• [Stated problem]: Output, as a JSON list of strings, the lines of the records from the line containing "- **Target**: stainless steel microwave" through the line containing "[551,199,622,313]", both included. Give each line as its own string and leave out blank lines.

>> BEGIN Data

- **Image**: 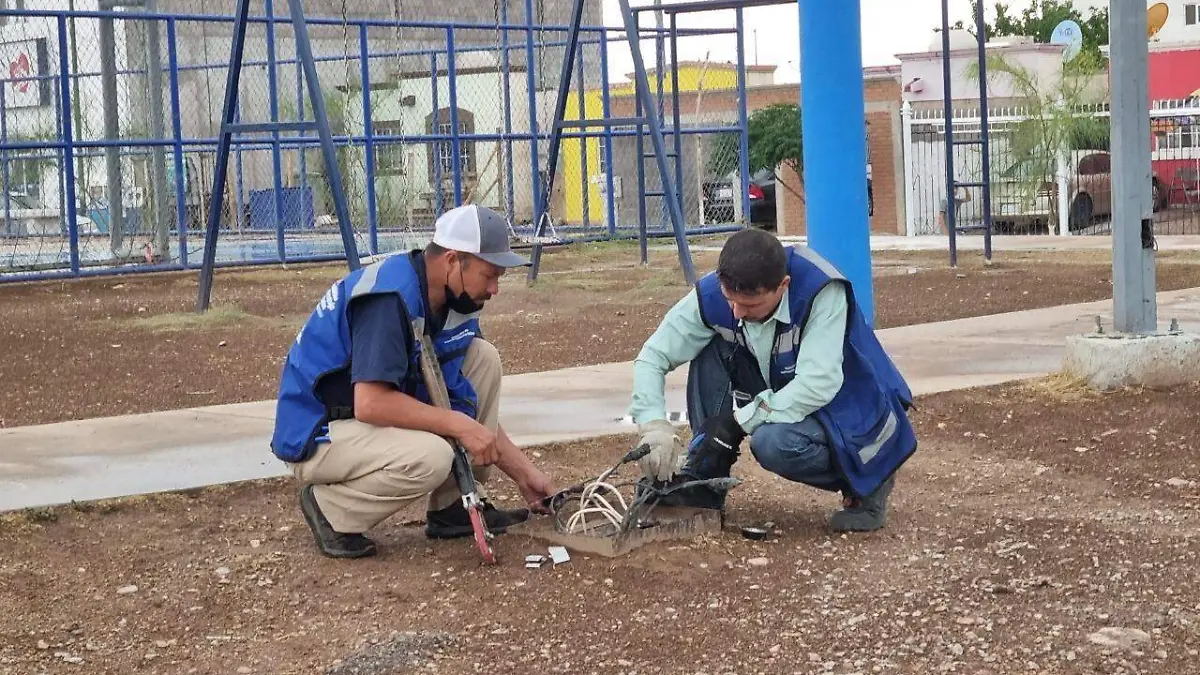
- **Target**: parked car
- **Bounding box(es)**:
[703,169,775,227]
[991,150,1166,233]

>> END Data
>> BEGIN Data

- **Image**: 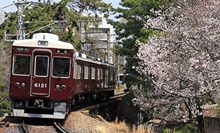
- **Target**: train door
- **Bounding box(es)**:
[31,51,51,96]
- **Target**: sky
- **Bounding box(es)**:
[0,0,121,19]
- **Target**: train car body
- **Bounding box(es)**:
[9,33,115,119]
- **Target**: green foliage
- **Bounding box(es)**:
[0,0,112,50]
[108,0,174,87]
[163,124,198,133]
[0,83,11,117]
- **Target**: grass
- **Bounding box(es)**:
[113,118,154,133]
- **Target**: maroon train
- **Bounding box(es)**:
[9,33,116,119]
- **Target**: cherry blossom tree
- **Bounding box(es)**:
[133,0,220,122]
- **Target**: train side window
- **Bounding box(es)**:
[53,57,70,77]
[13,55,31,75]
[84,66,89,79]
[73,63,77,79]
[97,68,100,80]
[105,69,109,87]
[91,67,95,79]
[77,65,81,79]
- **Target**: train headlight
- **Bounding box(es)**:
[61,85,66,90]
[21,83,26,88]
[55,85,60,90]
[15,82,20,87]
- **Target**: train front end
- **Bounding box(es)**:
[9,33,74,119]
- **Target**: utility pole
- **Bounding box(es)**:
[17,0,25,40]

>> END Data
>> BEGIN Data

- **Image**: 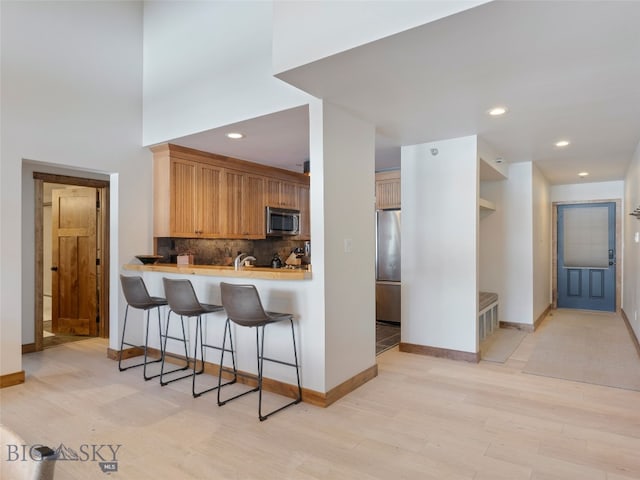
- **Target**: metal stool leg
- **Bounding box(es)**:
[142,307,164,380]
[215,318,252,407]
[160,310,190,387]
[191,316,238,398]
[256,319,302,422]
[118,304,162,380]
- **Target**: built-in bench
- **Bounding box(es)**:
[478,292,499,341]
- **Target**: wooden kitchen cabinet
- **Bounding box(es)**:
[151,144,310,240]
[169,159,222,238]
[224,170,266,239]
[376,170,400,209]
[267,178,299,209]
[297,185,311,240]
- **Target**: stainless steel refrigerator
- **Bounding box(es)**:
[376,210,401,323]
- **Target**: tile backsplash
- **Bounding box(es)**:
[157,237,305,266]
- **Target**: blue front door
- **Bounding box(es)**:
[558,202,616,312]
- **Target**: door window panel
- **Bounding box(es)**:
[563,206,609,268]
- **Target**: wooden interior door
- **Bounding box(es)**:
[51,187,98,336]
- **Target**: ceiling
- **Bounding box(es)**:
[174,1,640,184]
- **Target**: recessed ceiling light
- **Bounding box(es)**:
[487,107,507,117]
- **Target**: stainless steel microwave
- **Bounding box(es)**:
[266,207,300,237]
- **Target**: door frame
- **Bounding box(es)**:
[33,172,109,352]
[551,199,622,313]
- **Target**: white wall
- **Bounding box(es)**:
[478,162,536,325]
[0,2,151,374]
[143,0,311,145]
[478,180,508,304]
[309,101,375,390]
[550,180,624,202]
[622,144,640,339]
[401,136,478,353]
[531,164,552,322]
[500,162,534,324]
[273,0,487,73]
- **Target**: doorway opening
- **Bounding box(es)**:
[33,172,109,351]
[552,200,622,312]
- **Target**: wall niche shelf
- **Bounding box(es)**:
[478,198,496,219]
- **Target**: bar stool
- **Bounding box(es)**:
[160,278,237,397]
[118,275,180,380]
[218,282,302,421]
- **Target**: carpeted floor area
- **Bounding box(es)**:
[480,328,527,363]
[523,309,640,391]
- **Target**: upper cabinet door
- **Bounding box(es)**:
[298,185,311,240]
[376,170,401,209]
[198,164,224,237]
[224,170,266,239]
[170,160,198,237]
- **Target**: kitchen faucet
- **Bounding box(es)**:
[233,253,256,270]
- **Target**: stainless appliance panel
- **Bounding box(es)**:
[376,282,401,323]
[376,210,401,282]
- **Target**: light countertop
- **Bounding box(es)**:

>> END Data

• [Reply to the exercise]:
[
  "- **Target**: stainless steel microwave",
  "- **Bounding box(es)**:",
  "[266,207,300,237]",
  "- **Target**: door frame",
  "- **Bounding box(es)**:",
  "[33,172,109,352]",
  "[551,199,622,313]"
]